Document extract:
──────
Thursday, March 10, 2011
Album of the Year: 2010 - The Middle of the Road
About on par with their previous album, Angra once again manages to fall short of the bar they set with 2004's Temple of Shadows. The material is fairly solid overall, but it never achieves anything greater than slightly above average. A pleasant enough listen, but nothing sticks with you afterward. Another problem this album faces is the production - prog/power metal like this calls out for a rich, syrupy sound; however, this album sounds a bit too thin and crystal-clear. Shard of ice rather than a torrent of water, if you will. Fans of the genre should enjoy this, but there are much better examples out there - even in Angra's own catalogue.
Best Track: Arising Thunder
Increased psychedelic rock influence, a faster overall pace and more focus on leads and vocals - certainly not bad things in and of themselves, but in the context of Electric Wizard's established sound they represent cracks in the foundation. Dopethrone, Let Us Prey, Come My Fanatics... etc. are hulking beasts made of stoner doom riffs, slowly heaving their way through layers of fuzz and static. Black Masses stacks up as a featherweight among heavyweights when viewed alongside the rest of Electric Wizard's monolithic catalogue - despite the fact that it is still a fairly solid record.
──────
Information provided:
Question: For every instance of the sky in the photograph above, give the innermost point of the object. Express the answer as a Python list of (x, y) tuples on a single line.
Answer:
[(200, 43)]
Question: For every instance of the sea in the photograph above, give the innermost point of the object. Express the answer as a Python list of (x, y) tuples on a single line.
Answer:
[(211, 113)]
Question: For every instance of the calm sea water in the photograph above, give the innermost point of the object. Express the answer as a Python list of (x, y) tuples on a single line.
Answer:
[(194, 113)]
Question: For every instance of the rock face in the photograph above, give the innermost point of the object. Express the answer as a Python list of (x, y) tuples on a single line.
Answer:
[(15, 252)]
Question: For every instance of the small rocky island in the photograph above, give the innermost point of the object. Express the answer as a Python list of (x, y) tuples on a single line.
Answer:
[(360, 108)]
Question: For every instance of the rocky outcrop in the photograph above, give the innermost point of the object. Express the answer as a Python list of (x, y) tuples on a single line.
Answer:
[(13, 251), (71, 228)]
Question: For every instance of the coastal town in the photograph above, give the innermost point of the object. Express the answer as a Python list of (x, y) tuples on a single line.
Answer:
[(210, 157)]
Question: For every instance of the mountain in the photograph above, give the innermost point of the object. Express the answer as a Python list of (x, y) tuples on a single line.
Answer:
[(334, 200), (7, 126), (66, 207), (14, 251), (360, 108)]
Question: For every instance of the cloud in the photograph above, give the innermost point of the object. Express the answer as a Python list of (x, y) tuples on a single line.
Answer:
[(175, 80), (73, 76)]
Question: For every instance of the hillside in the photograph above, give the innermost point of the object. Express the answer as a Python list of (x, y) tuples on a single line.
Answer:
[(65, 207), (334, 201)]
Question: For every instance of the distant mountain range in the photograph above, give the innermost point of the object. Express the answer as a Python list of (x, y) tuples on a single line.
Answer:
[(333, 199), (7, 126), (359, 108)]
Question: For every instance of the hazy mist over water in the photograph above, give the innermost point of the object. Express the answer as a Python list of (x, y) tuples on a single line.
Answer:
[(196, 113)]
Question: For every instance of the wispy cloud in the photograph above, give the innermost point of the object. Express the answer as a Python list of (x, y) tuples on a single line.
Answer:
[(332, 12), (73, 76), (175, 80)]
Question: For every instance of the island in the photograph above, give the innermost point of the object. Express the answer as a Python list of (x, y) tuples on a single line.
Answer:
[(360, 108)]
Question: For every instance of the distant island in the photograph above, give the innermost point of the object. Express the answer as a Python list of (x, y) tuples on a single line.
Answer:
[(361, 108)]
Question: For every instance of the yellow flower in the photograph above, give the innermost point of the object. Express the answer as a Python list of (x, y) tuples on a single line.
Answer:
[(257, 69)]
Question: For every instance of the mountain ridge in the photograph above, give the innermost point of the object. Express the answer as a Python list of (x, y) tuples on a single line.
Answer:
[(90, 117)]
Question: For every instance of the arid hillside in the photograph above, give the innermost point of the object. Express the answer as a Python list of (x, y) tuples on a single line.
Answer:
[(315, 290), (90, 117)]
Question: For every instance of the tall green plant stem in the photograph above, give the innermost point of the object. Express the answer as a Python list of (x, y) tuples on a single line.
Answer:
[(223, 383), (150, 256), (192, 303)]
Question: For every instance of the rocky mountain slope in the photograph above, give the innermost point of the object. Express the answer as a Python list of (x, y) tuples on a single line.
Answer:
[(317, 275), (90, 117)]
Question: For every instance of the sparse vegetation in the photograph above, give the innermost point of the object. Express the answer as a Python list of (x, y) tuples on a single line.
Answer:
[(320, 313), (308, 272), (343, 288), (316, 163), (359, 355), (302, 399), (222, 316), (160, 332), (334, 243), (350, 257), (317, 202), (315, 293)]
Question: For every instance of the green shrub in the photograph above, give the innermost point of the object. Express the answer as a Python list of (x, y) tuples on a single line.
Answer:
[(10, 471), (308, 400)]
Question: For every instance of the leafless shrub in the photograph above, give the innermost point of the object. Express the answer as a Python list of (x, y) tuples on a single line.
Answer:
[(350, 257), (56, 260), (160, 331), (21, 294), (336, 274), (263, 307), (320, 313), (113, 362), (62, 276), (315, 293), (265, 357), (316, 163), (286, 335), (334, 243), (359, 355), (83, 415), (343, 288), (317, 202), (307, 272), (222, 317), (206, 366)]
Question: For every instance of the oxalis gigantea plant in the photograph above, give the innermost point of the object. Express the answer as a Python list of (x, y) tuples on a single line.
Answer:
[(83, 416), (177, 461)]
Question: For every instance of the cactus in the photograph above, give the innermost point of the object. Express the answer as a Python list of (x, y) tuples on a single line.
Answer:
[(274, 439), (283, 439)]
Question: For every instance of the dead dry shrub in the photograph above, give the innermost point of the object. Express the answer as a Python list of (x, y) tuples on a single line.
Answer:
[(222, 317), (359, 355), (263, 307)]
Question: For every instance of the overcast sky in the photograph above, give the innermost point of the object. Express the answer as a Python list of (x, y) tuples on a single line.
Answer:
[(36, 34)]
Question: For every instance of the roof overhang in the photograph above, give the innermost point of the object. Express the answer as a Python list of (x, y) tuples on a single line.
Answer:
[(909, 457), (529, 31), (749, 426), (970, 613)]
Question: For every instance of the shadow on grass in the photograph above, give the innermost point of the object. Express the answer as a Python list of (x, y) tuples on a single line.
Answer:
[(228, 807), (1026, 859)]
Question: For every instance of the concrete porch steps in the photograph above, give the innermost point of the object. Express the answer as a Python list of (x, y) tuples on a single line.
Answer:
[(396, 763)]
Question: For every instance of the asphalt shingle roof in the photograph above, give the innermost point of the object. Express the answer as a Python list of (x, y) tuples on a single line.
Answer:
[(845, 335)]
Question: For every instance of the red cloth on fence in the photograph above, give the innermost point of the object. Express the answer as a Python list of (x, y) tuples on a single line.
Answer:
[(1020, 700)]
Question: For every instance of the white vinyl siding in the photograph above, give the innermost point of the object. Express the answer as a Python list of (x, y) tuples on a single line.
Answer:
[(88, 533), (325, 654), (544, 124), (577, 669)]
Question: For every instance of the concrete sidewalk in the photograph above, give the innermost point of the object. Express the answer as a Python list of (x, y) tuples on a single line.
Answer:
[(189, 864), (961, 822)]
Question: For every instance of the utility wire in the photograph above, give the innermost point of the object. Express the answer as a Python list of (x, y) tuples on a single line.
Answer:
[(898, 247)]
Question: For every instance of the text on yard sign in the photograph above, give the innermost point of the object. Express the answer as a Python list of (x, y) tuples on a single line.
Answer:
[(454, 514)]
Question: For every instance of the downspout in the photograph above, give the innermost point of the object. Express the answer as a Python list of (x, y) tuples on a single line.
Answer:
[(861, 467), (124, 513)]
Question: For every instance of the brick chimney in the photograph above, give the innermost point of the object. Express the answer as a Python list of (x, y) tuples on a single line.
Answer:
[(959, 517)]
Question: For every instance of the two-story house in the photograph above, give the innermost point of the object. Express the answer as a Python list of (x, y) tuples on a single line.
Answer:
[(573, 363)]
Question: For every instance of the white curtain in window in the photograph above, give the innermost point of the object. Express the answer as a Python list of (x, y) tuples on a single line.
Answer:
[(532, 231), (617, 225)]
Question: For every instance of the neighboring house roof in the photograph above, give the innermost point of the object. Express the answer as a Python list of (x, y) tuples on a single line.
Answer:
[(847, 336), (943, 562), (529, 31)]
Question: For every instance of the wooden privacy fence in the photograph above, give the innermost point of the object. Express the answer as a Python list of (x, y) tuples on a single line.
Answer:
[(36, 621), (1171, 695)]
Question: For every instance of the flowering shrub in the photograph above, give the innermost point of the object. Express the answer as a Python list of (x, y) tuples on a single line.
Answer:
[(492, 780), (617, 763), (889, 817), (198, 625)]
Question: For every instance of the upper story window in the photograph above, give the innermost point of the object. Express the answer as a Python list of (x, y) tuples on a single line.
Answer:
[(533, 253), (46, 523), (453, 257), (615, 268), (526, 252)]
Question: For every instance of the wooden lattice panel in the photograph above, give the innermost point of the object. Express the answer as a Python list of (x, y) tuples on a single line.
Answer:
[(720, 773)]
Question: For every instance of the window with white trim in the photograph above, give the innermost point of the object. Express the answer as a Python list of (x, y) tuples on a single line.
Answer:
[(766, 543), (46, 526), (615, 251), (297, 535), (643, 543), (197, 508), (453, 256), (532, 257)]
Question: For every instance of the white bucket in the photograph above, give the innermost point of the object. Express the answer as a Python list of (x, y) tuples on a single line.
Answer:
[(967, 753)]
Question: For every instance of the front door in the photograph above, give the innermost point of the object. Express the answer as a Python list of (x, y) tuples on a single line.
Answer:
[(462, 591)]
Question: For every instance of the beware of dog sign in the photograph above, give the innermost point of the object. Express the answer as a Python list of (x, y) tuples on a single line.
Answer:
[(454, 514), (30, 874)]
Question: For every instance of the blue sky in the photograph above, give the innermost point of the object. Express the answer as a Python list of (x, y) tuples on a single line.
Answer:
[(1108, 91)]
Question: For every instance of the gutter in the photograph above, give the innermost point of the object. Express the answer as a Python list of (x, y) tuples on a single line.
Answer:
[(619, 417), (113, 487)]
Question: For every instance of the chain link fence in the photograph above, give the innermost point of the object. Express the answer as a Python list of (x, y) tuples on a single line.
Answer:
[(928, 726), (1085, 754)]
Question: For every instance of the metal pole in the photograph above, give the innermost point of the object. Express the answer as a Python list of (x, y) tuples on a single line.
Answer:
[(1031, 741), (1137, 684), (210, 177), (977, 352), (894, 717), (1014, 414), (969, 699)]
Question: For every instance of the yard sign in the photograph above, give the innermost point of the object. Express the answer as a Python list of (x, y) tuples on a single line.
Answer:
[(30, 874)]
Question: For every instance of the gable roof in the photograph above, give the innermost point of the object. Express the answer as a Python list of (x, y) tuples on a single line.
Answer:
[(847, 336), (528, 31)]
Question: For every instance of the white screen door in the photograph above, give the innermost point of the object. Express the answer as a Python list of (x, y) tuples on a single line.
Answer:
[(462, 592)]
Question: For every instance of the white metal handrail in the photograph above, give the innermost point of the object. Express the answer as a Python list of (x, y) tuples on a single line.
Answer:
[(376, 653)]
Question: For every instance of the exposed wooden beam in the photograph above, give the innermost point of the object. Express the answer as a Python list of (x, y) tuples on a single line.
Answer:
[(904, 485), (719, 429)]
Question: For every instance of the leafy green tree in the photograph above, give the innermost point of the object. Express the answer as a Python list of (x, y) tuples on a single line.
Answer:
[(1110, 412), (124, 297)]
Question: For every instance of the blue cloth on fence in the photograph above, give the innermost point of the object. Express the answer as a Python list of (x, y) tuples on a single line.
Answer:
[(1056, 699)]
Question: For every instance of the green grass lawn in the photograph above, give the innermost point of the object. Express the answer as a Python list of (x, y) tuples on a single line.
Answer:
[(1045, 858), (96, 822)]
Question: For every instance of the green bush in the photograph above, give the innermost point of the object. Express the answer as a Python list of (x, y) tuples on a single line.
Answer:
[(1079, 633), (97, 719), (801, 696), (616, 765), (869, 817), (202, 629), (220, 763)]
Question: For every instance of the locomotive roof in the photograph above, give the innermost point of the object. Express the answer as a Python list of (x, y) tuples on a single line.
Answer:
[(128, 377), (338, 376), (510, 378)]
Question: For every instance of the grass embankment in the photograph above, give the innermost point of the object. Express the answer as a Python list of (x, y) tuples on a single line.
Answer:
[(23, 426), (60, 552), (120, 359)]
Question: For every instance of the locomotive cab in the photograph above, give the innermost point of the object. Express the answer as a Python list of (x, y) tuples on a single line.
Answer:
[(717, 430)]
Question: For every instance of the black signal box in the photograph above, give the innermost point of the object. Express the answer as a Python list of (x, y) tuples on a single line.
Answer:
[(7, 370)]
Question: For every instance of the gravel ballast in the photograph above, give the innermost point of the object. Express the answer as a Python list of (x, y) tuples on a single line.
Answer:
──────
Task prompt:
Can you pull out the stretch of the album reviews from "Thursday, March 10, 2011" through "Angra's own catalogue.", word for word?

The output:
Thursday, March 10, 2011
Album of the Year: 2010 - The Middle of the Road
About on par with their previous album, Angra once again manages to fall short of the bar they set with 2004's Temple of Shadows. The material is fairly solid overall, but it never achieves anything greater than slightly above average. A pleasant enough listen, but nothing sticks with you afterward. Another problem this album faces is the production - prog/power metal like this calls out for a rich, syrupy sound; however, this album sounds a bit too thin and crystal-clear. Shard of ice rather than a torrent of water, if you will. Fans of the genre should enjoy this, but there are much better examples out there - even in Angra's own catalogue.